[What the exercise asks]:
Exactly reproduce the lines from the line that has "Identify each instance of the paving" down to the last line of the entries, inclusive.
[Information supplied]
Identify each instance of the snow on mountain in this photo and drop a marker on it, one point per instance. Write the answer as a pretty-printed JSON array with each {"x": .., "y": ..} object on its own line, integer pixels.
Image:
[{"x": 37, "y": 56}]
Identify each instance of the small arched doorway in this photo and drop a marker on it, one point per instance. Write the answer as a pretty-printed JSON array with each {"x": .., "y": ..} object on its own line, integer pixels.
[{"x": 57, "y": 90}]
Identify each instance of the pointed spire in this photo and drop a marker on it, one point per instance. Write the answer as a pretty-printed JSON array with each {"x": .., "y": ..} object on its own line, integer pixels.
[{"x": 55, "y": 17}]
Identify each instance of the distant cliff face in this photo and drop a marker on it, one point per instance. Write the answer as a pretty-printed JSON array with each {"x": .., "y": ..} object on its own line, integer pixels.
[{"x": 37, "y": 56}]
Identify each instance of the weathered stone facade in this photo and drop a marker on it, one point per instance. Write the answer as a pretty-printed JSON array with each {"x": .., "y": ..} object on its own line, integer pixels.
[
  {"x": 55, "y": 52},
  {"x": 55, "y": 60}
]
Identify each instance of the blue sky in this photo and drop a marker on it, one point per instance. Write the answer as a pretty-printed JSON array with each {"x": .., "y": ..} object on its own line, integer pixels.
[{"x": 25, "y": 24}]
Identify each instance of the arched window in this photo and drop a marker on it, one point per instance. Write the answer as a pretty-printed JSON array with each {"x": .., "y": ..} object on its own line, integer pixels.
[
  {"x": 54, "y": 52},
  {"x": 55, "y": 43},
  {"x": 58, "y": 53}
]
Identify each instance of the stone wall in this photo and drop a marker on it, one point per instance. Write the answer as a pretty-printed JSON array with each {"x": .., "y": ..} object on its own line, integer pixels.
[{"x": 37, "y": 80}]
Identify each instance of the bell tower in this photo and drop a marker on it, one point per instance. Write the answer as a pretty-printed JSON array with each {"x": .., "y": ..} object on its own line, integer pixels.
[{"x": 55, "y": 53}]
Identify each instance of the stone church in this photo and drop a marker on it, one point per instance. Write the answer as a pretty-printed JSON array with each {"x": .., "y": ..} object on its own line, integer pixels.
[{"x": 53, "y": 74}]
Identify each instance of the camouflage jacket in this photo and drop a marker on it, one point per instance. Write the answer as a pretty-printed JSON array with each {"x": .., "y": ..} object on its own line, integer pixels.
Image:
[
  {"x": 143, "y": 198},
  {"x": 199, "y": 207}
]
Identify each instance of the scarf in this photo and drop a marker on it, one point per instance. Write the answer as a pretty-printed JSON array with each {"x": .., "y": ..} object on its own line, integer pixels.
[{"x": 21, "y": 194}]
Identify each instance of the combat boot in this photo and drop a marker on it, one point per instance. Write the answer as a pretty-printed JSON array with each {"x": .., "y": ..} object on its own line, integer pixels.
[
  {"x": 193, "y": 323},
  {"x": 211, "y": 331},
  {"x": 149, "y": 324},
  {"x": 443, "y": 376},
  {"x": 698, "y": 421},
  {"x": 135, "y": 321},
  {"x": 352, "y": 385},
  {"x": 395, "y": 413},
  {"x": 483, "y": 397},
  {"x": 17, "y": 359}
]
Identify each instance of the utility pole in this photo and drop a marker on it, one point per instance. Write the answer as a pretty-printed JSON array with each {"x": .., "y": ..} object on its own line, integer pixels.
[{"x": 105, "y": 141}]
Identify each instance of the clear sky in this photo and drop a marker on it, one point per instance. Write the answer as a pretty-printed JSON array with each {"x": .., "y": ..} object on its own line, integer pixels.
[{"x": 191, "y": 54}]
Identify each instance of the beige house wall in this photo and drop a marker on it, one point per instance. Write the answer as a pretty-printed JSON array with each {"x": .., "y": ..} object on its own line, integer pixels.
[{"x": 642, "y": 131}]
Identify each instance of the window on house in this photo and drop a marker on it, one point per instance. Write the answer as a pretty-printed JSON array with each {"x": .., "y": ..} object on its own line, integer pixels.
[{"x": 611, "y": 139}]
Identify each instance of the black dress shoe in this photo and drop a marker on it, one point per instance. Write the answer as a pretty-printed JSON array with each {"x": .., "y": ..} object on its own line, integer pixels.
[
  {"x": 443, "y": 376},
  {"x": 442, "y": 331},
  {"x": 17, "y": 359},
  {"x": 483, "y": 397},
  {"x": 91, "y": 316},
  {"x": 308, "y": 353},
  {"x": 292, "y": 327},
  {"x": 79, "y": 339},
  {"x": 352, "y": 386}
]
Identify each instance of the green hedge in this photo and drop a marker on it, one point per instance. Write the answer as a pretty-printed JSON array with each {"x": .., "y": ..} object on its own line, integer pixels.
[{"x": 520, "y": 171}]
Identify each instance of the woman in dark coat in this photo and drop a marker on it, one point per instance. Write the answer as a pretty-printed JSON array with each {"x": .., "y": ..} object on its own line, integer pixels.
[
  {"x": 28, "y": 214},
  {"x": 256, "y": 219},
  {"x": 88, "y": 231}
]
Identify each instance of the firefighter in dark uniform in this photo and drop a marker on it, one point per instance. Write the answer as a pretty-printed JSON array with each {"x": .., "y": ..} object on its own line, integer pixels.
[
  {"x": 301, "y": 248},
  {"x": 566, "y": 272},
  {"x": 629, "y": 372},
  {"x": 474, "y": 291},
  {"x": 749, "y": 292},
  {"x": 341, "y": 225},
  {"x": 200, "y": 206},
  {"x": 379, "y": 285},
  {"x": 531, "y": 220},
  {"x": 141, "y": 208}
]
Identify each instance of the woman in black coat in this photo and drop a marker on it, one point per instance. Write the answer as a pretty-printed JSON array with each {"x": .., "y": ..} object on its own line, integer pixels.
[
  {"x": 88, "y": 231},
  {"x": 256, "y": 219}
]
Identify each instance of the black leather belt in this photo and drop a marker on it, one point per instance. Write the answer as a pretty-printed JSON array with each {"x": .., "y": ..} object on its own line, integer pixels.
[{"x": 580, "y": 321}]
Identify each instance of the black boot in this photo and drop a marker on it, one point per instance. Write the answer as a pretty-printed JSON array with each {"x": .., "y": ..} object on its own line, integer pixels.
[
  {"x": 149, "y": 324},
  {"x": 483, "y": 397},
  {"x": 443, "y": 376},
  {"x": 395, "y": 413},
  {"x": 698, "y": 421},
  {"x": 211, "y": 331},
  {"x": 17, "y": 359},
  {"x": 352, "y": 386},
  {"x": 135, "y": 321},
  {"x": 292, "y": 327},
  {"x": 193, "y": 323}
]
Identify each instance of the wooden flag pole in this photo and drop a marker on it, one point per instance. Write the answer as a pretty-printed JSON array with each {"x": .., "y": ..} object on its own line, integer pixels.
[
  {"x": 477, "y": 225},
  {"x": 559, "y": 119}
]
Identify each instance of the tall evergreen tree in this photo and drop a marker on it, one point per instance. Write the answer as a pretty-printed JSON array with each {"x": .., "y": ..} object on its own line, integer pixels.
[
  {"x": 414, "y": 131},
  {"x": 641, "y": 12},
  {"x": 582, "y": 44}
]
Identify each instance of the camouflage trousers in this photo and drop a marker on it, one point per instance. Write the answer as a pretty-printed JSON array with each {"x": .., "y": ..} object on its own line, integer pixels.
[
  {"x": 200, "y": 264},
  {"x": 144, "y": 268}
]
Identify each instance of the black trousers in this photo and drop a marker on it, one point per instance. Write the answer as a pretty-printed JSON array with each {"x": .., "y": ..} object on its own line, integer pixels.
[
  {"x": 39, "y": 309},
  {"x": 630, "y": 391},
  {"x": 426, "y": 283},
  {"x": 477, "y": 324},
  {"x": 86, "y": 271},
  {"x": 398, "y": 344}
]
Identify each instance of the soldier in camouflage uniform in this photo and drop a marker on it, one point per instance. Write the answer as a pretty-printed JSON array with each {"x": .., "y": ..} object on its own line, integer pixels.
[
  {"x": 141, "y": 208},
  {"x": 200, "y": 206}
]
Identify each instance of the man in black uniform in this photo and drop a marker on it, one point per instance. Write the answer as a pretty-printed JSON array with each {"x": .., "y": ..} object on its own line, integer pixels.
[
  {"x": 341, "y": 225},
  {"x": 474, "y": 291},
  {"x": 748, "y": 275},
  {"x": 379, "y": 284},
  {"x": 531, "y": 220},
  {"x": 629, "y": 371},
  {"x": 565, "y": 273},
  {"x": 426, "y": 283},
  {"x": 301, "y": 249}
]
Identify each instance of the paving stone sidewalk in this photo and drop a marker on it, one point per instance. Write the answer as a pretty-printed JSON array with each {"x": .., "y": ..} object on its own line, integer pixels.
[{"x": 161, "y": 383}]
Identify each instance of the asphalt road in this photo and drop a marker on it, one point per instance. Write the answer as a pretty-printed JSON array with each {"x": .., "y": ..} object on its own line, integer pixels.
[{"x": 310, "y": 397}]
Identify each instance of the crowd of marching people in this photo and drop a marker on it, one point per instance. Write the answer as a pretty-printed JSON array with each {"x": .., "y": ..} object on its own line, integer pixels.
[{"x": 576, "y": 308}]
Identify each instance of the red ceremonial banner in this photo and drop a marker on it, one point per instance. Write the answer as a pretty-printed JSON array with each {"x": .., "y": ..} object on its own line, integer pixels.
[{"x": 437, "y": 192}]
[/Information supplied]
[Solution to this problem]:
Identify each instance of the paving stone sidewalk in this photo and drop a marker on it, one point per instance. Write the answer as a pretty-printed JSON array with each {"x": .., "y": ..} object on its own line, integer pixels.
[{"x": 161, "y": 383}]
Identify each instance of the asphalt road in this photo and drop a marker on it, one point per instance. Write the answer as a pretty-printed JSON array with each {"x": .., "y": ..} object on its own line, integer pixels.
[{"x": 310, "y": 397}]
Identify each instance of the crowd of marching people in this photo and drop a marker on it, one point per instance. Write the answer as a pretty-printed JSON array with each {"x": .., "y": ..} object on its own line, integer pixels.
[{"x": 576, "y": 308}]
Identify each instance of the red ceremonial banner in this photo and drop a marker on it, one point per instance. Write the answer as a pretty-printed JSON array with each {"x": .., "y": ..} object on its own line, integer pixels.
[{"x": 437, "y": 192}]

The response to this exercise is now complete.